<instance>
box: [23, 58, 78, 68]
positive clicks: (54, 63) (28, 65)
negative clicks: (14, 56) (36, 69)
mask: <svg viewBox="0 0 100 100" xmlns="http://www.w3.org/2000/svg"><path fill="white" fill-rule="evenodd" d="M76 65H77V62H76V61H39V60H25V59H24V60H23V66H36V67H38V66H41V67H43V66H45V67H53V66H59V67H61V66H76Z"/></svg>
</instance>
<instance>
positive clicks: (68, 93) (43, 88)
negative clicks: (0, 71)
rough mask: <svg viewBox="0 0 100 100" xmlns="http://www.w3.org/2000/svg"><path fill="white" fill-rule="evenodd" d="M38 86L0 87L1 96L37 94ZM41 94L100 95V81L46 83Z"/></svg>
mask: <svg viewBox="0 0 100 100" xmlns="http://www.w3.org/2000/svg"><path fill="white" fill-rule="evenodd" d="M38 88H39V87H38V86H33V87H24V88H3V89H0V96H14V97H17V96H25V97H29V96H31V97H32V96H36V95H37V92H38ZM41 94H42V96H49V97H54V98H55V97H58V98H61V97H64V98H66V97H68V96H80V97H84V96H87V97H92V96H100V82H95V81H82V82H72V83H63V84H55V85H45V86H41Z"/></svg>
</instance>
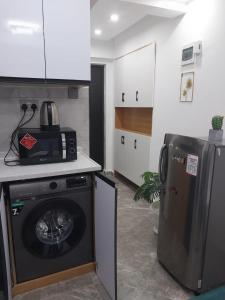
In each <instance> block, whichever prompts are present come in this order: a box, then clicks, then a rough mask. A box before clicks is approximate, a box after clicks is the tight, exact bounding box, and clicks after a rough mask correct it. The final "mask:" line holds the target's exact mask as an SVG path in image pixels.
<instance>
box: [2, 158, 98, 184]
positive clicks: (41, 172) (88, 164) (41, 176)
mask: <svg viewBox="0 0 225 300" xmlns="http://www.w3.org/2000/svg"><path fill="white" fill-rule="evenodd" d="M100 170H101V166H100V165H99V164H97V163H96V162H95V161H93V160H92V159H90V158H89V157H88V156H86V155H85V154H83V153H82V154H81V153H78V158H77V160H75V161H72V162H62V163H56V164H43V165H32V166H13V167H8V166H5V164H4V161H3V160H2V159H1V160H0V183H2V182H7V181H15V180H24V179H34V178H43V177H51V176H60V175H68V174H78V173H87V172H95V171H100Z"/></svg>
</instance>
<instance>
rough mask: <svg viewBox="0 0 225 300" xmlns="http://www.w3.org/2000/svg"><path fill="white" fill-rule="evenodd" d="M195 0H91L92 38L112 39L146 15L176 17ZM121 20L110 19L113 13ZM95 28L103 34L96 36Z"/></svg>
mask: <svg viewBox="0 0 225 300" xmlns="http://www.w3.org/2000/svg"><path fill="white" fill-rule="evenodd" d="M192 1H193V0H91V30H92V38H93V39H99V40H105V41H107V40H111V39H113V38H115V37H116V36H117V35H119V34H120V33H122V32H123V31H125V30H126V29H128V28H129V27H131V26H132V25H134V24H135V23H137V22H138V21H140V20H141V19H143V18H144V17H146V16H149V15H152V16H159V17H165V18H174V17H177V16H179V15H182V14H184V13H185V12H186V11H187V7H188V5H189V3H190V2H192ZM115 13H116V14H118V15H119V21H118V22H116V23H113V22H111V21H110V16H111V14H115ZM95 29H101V30H102V34H101V35H98V36H96V35H95V33H94V31H95Z"/></svg>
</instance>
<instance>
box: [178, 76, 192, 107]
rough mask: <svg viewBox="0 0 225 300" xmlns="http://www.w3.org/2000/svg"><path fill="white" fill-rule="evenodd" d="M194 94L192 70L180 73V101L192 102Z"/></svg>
mask: <svg viewBox="0 0 225 300" xmlns="http://www.w3.org/2000/svg"><path fill="white" fill-rule="evenodd" d="M193 94H194V72H184V73H181V84H180V102H192V101H193Z"/></svg>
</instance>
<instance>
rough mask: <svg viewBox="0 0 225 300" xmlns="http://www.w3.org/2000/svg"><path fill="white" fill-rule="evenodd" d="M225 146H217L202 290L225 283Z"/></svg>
mask: <svg viewBox="0 0 225 300" xmlns="http://www.w3.org/2000/svg"><path fill="white" fill-rule="evenodd" d="M224 169H225V147H224V146H221V147H219V146H218V147H216V155H215V164H214V173H213V180H212V191H211V200H210V212H209V220H208V231H207V239H206V247H205V259H204V271H203V282H202V291H207V290H209V289H212V288H216V287H218V286H220V285H224V284H225V234H224V227H225V201H224V200H225V199H224V195H225V183H224Z"/></svg>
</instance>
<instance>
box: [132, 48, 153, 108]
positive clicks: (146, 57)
mask: <svg viewBox="0 0 225 300" xmlns="http://www.w3.org/2000/svg"><path fill="white" fill-rule="evenodd" d="M133 67H134V72H135V74H136V84H135V88H136V90H135V91H133V94H134V99H135V101H134V106H136V107H153V100H154V85H155V44H151V45H149V46H147V47H144V48H143V49H141V50H139V51H137V52H134V59H133Z"/></svg>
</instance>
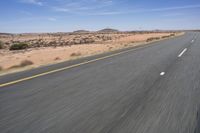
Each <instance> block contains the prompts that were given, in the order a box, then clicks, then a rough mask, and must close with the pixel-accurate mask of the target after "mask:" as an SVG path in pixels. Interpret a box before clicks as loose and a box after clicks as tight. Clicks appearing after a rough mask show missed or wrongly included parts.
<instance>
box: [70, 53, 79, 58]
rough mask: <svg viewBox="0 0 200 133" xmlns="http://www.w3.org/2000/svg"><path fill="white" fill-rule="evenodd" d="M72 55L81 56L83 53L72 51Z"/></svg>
mask: <svg viewBox="0 0 200 133" xmlns="http://www.w3.org/2000/svg"><path fill="white" fill-rule="evenodd" d="M71 56H72V57H74V56H81V53H80V52H77V53H72V54H71Z"/></svg>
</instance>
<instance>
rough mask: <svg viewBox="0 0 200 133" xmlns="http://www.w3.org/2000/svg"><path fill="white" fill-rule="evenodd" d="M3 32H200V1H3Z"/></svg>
mask: <svg viewBox="0 0 200 133" xmlns="http://www.w3.org/2000/svg"><path fill="white" fill-rule="evenodd" d="M0 17H1V19H0V32H12V33H22V32H67V31H73V30H79V29H86V30H98V29H102V28H108V27H109V28H116V29H119V30H151V29H197V28H198V29H200V0H1V1H0Z"/></svg>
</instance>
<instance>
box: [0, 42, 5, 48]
mask: <svg viewBox="0 0 200 133" xmlns="http://www.w3.org/2000/svg"><path fill="white" fill-rule="evenodd" d="M3 48H4V43H3V42H2V41H0V49H3Z"/></svg>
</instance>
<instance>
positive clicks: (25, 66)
mask: <svg viewBox="0 0 200 133" xmlns="http://www.w3.org/2000/svg"><path fill="white" fill-rule="evenodd" d="M33 64H34V63H33V62H32V61H29V60H24V61H22V62H21V63H20V64H19V65H15V66H12V67H10V69H13V68H20V67H26V66H30V65H33Z"/></svg>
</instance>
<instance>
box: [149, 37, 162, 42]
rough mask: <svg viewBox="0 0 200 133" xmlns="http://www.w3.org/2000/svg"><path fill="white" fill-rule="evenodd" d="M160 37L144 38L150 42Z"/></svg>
mask: <svg viewBox="0 0 200 133" xmlns="http://www.w3.org/2000/svg"><path fill="white" fill-rule="evenodd" d="M159 39H160V37H150V38H148V39H147V40H146V42H151V41H154V40H159Z"/></svg>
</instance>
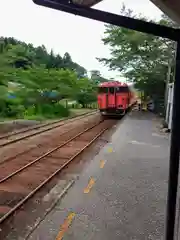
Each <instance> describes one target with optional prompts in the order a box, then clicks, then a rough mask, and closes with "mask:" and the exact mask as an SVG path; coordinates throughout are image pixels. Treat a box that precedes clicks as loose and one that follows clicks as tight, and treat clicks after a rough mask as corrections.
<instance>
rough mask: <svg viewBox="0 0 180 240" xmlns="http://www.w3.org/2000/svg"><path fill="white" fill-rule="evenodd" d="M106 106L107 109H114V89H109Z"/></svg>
mask: <svg viewBox="0 0 180 240" xmlns="http://www.w3.org/2000/svg"><path fill="white" fill-rule="evenodd" d="M107 105H108V108H115V107H116V91H115V88H114V87H109V91H108V104H107Z"/></svg>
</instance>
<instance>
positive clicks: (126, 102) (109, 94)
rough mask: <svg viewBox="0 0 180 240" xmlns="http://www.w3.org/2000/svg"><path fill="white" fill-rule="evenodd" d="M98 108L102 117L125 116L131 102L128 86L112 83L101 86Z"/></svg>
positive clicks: (103, 83) (102, 83) (120, 84)
mask: <svg viewBox="0 0 180 240" xmlns="http://www.w3.org/2000/svg"><path fill="white" fill-rule="evenodd" d="M97 100H98V107H99V110H100V112H101V114H102V115H109V116H113V115H124V114H125V113H126V111H127V110H128V108H129V106H130V102H131V93H130V90H129V88H128V85H127V84H124V83H120V82H116V81H112V82H105V83H101V84H99V87H98V99H97Z"/></svg>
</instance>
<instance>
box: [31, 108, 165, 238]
mask: <svg viewBox="0 0 180 240" xmlns="http://www.w3.org/2000/svg"><path fill="white" fill-rule="evenodd" d="M158 124H159V122H158V120H157V119H156V118H155V116H154V115H152V114H151V113H140V112H131V113H129V114H128V115H127V116H126V117H125V118H124V119H123V120H122V121H120V122H119V124H118V126H117V129H116V131H115V132H114V134H113V135H112V137H111V140H110V142H108V143H107V144H106V145H105V146H104V147H103V148H102V149H101V151H100V152H99V153H98V155H96V156H95V158H94V159H93V161H91V162H90V164H89V165H88V167H86V168H85V169H84V170H83V172H82V173H81V175H80V177H79V179H78V180H77V181H76V182H75V184H74V185H73V186H72V187H71V188H70V189H69V190H68V192H67V194H66V195H65V196H64V198H63V199H61V201H59V202H58V204H57V205H56V206H55V208H54V209H53V210H52V211H51V212H50V213H49V215H48V216H47V217H46V218H45V219H44V220H43V221H42V222H41V224H40V225H39V226H38V227H37V228H36V229H35V230H34V232H33V233H32V234H31V236H30V237H29V238H28V239H30V240H53V239H56V240H61V239H63V240H92V239H93V240H100V239H103V240H110V239H112V240H116V239H118V240H119V239H121V240H131V239H132V240H134V239H137V240H141V239H142V240H147V239H148V240H149V239H152V240H155V239H163V236H164V225H165V211H166V196H167V183H168V167H169V137H168V135H166V134H164V133H160V131H159V129H158V128H157V125H158Z"/></svg>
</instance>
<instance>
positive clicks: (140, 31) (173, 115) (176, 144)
mask: <svg viewBox="0 0 180 240" xmlns="http://www.w3.org/2000/svg"><path fill="white" fill-rule="evenodd" d="M33 1H34V3H36V4H39V5H42V6H45V7H49V8H53V9H56V10H60V11H64V12H68V13H72V14H75V15H78V16H82V17H86V18H90V19H94V20H97V21H101V22H106V23H109V24H113V25H116V26H119V27H125V28H128V29H132V30H135V31H139V32H143V33H147V34H153V35H155V36H159V37H163V38H169V39H171V40H173V41H176V42H177V53H176V73H175V82H174V98H173V118H172V133H171V145H170V164H169V182H168V197H167V213H166V234H165V240H173V239H174V228H175V217H176V198H177V187H178V175H179V150H180V31H179V30H177V29H173V28H169V27H165V26H160V25H157V24H154V23H151V22H145V21H142V20H138V19H133V18H129V17H124V16H120V15H117V14H112V13H109V12H105V11H100V10H96V9H92V8H87V7H81V6H76V5H74V4H72V3H71V1H66V0H33Z"/></svg>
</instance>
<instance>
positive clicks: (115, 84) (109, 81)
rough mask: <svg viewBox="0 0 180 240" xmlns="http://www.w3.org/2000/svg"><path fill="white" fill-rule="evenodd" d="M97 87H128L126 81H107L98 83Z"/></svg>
mask: <svg viewBox="0 0 180 240" xmlns="http://www.w3.org/2000/svg"><path fill="white" fill-rule="evenodd" d="M99 87H128V84H127V83H121V82H118V81H109V82H103V83H100V84H99Z"/></svg>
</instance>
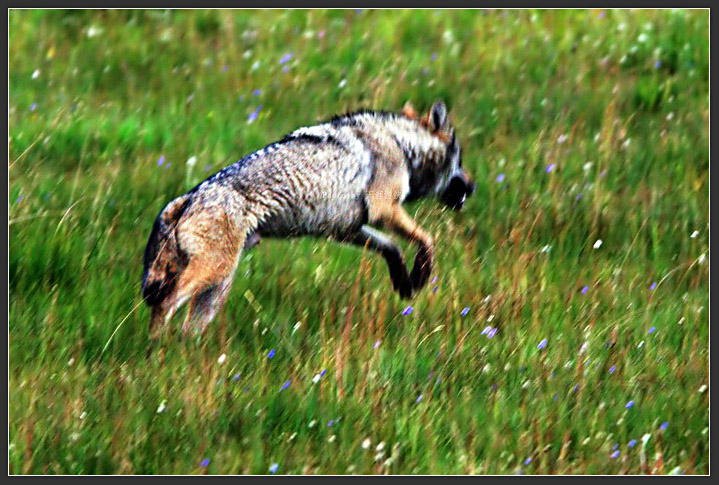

• Assignment
Pull out every line of the listing above that contains the string "before", treating uppercase and lowercase letters as different.

• Solution for this exercise
In each <instance> block, whichever prompts are present come in this order: a box, then clicks, then a rough mask. A box before clicks is approximate, a box after clicks is the tight, exact bounding box, and clicks after a rough mask correct it. The final "mask:" line holds the target's exact mask as an SVG path in image pixels.
Each <instance> block contains the prompts that were given, in the order a box, then clicks, then a rough mask, and must close with the pixel-accurate mask of the target after "mask:" as an SVG path in pixels. Interpret a box before clicks as loose and a box after clicks as tight. Clicks appearing after a rough mask show missed or wrongly included parts.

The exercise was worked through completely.